**Reading text**
———

The first of this two-blog series provided several guideposts for how funders can better see the communities they are working in, and how to be more effective in managing their community relationships. This second blog considers how funders can best calibrate their leadership roles for greater success.

Think carefully about your role

Take what you learned about the community and carefully consider the role you should play to move forward on an issue. To quote a neighborhood leader, “Sometimes you are the sage on the stage, sometimes you are the guide on the side.”

Develop your ability to know how and when to be the leader, to bring people along—and to know when you should step back and be a coach, advisor and cheerleader to others. Observe how you are navigating these roles, and building your acumen in shifting those roles depending on how the work progresses.

Pay attention to money’s influence

When and how resources enter the conversation changes how people behave. You have to find resources to cover the time and energy of people coming together to get started. But dangling too many resources can artificially drive pseudo-collaboration. If you lead with too much, too fast, people will collaborate to get access to money.

If the community hadn’t cared about an issue before a foundation said they will spend money, proceed cautiously. Collaboration that follows money is rarely going to work. Collaboration that forms to address an issue can more effectively take advantage of resources, and it has a better chance of sustaining effort. Make sure money is fuel for people already committed to an effort versus using money to ask people to commit.

Create a sense of possibility

Too often, leaders who step up to tackle something complicated hear: “This won’t work, it can’t work. We tried it before. Why bother?”

If a community stays stuck without a sense of possibility, you won’t make progress. When you hear leaders say, “We just have to accept that many kids cannot graduate from high school,” for example, you have to be ready to say, “Really, are we okay with this?”

Use data, information and storytelling to create a sense of possibility and belief. You may sometimes have to be that aspirational, charismatic person to create the possibility. Look for other leaders who are doing great work in isolation, and bring them in to help you create the spirit of potential success. Use stories from other communities and drive a new optimism that overcomes the “stuckness.”

Balance patience with urgency and commitment

As you identify a challenge and engage others to work on it, you may feel a personal sense of urgency to see change. But if you push too hard on a community without resources and capacity, you can stall out before you start. Consider what a community can envision and manage.

Maintain a sense of urgency that there is an important challenge and there is progress.  If you don’t maintain that sense of importance and urgency, people will fall away.

It’s also easy to get excited about being a part of starting something new, or working with a dynamic new leader. But what happens after the buzz wears off? Are you going to stick with it?  We have to be willing to see long term and keep work moving. With resources and the ability to navigate risk, we can see effort sustained.

———

**Data section**
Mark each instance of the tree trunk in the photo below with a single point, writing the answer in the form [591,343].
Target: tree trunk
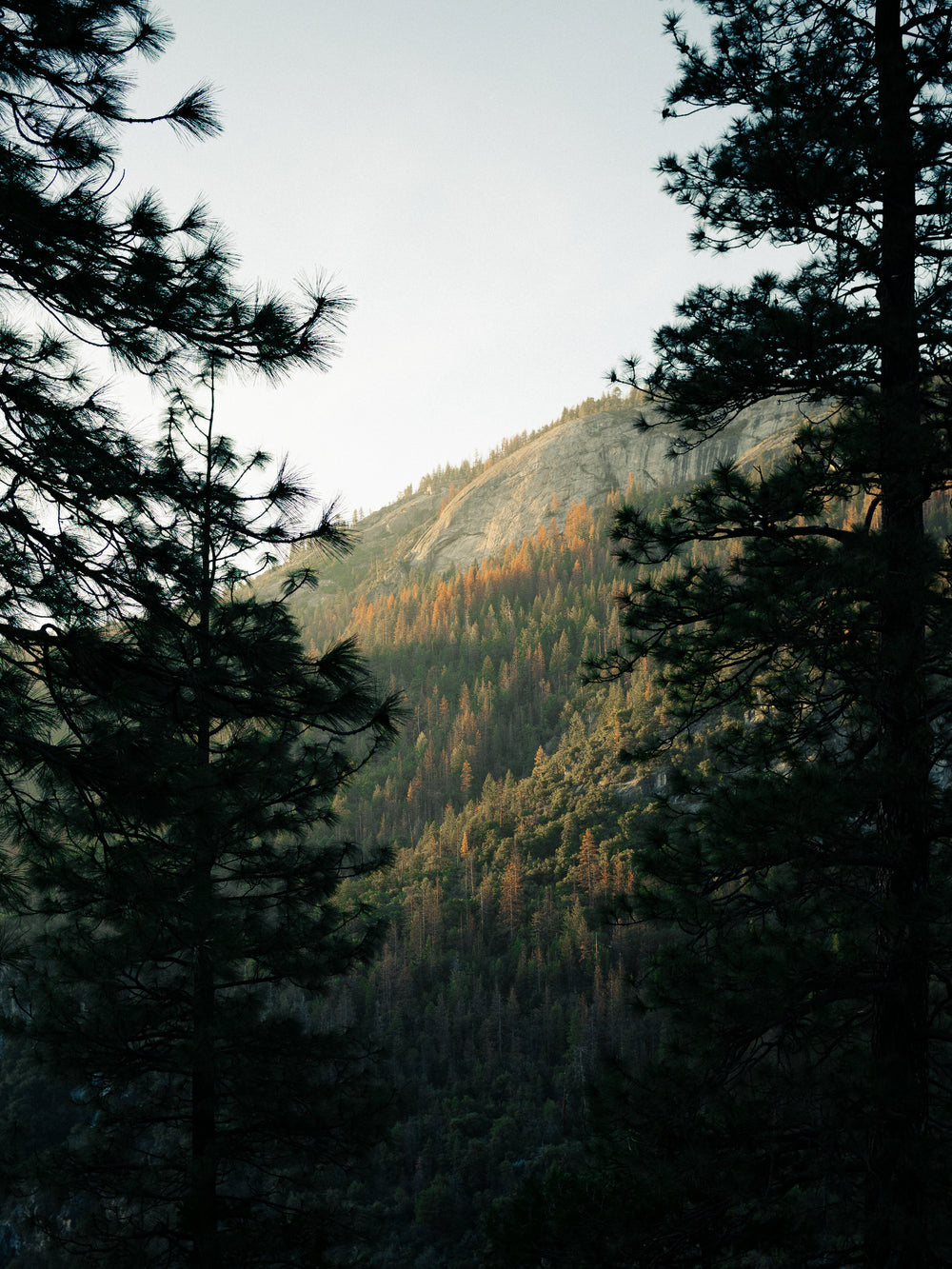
[897,1211]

———

**Task requirements**
• 1. In the blog about funders' leadership roles, what does it say happens if you lead with too much money, too fast?
• 2. Please rewrite the paragraph of the blog about funders' leadership roles that begins "When and how resources enter the conversation" as a short list, keeping its main facts.
This material has nothing to do with the text.

**Solutions to the tasks**
• 1. People will collaborate to get access to money.

• 2.
- When and how resources enter the conversation changes how people behave.
- Resources are needed to cover the time and energy of people coming together to get started.
- Dangling too many resources can artificially drive pseudo-collaboration.
- Leading with too much, too fast makes people collaborate to get access to money.